## Selected text
Prolly a good time to change your avatar now.....
Sorry, bud. You're still young.
I hope I find a job that I love as much as your ex loves her's, damn.
I worked on a farm........fuckin' hated it!
 
Maxpain said:
Brother PICK YOUR HEAD UP !! My first marriage was a fuckin disaster too. It took me 2 years to get back on track. Don't look for another one. Just let it come to you. No, don't sit in the house and drown in your sorrows. But it usually comes from and at a time when you least expect it. Now I am married to a wonderful girl. She is everything I want and need. look at it as maybe a blessing in disquise. I know that may be hard to do now.

Good Post.. Almost identical to my 1st marriage situation when I was 18...
If you have family, grab onto them and let them help you through this.
My 2 sisters were great keeping my busy and inviting me to their parties and
helping them with stuff at their house so I wasn't sitting at home..

Much as with you, my first wife made the decision to not be with me and I tried and yet failed to change her mind.. In the end I realized as much as it hurt, why be with someone that does not want to be with you ?

All is not good right now, but it will become better and eventually you will have a new life and this old one honestly will seem unreal to you...
like a dream
 
Forge, man dude that is sad bro. I feel for you. Give it some time and maybe she will see what she is missing and she might change her mind. In the meantime you got a bike don't ya? I have been depressed two or three times in my life and one of the worst things you can do is just hang around the house. Get on your bike and go on an adventure the road will help clear your head.

Once again sorry bro. Dang life sucks sometimes. But without the bad times the good times wouldn't be that good.
 
curling said:
Forge, man dude that is sad bro. I feel for you. Give it some time and maybe she will see what she is missing and she might change her mind. In the meantime you got a bike don't ya? I have been depressed two or three times in my life and one of the worst things you can do is just hang around the house. Get on your bike and go on an adventure the road will help clear your head.

## Information provided
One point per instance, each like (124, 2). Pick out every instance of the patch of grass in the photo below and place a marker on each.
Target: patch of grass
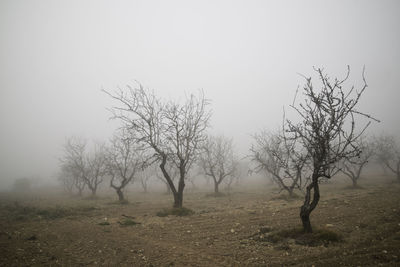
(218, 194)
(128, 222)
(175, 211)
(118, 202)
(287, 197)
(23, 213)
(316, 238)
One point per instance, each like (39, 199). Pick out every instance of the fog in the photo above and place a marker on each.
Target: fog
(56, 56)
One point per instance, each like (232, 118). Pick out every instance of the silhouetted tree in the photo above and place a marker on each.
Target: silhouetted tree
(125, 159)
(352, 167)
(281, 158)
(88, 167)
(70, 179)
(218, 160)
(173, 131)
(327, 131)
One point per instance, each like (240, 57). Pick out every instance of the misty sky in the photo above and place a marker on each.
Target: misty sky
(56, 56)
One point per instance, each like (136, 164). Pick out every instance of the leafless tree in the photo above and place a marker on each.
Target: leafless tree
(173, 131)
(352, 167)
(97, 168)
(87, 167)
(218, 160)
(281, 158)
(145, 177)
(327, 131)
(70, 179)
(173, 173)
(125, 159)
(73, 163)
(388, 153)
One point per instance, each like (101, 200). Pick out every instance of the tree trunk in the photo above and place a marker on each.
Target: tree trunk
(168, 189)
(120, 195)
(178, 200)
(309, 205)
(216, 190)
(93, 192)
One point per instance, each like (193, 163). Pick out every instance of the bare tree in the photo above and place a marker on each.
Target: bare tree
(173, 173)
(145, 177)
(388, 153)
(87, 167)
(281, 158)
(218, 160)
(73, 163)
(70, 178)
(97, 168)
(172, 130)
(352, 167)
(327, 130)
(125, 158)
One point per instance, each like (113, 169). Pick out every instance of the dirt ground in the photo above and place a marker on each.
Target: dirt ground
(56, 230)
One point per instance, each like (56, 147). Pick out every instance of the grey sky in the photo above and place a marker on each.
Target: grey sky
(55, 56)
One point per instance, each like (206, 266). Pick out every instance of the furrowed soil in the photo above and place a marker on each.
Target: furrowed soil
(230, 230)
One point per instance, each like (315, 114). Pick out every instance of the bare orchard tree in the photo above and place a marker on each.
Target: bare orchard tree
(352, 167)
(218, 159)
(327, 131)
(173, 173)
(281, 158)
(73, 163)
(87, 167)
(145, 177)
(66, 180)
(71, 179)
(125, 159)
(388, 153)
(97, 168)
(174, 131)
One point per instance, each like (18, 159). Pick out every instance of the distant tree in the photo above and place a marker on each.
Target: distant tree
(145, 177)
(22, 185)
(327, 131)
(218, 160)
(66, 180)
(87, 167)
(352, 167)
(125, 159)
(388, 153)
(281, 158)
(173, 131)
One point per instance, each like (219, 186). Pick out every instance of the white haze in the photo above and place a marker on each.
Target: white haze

---

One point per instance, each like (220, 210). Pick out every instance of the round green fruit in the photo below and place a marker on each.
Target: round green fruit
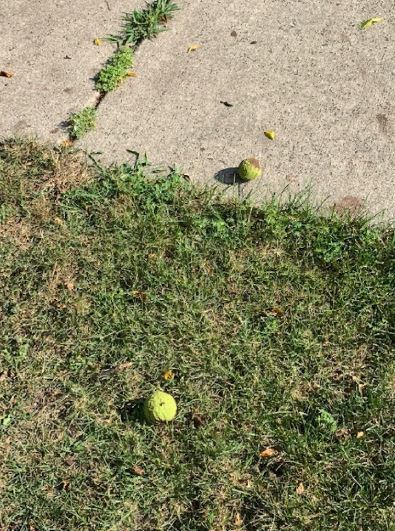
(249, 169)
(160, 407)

## Check your understanding
#1 Output the passage of the forum thread that begins at the words "I hope I find" and stops after the words "sitting at home..", copied exactly.
#2 Answer these questions using the forum thread:
(a) How long did Maxpain say it took to get back on track after his first marriage?
(b) How old was the poster who replied "Good Post.." during his first marriage situation?
(c) How many times did the poster who suggested getting on the bike say he had been depressed in his life?
#3 Resume the forum thread from where it stops.

## Answers for this exercise
#1
I hope I find a job that I love as much as your ex loves her's, damn.
I worked on a farm........fuckin' hated it!
 
Maxpain said:
Brother PICK YOUR HEAD UP !! My first marriage was a fuckin disaster too. It took me 2 years to get back on track. Don't look for another one. Just let it come to you. No, don't sit in the house and drown in your sorrows. But it usually comes from and at a time when you least expect it. Now I am married to a wonderful girl. She is everything I want and need. look at it as maybe a blessing in disquise. I know that may be hard to do now.

Good Post.. Almost identical to my 1st marriage situation when I was 18...
If you have family, grab onto them and let them help you through this.
My 2 sisters were great keeping my busy and inviting me to their parties and
helping them with stuff at their house so I wasn't sitting at home..

#2
(a) 2 years
(b) 18
(c) Two or three times

#3
Once again sorry bro. Dang life sucks sometimes. But without the bad times the good times wouldn't be that good.


Funny you should mention that, a bunch of my buddys are taking a week hop down to Maggie Valley in North Carolina on the bikes. I've decided to go now, before I wasn't going to. Besides, it will give her a week to have the house to herself and pack some of her stuff without me pestering her. Maybe her apartment will even be ready by the time I get back.
 
Forge said:
Funny you should mention that, a bunch of my buddys are taking a week hop down to Maggie Valley in North Carolina on the bikes. I've decided to go now, before I wasn't going to. Besides, it will give her a week to have the house to herself and pack some of her stuff without me pestering her. Maybe her apartment will even be ready by the time I get back.

Cool. Sounds like you are in for a good time. Glad you're going. Ride safe.
 
Orb, you'Re 32 only. Still young, in fact, I'd say you're in the best years of your life probably (maturity and everything). From now on, it's your way or the highway. Date a bunch of them, squeeze the fruit as much as you can and then, if not satisfied, throw it away. Wait and be patient, the good one will show up one day.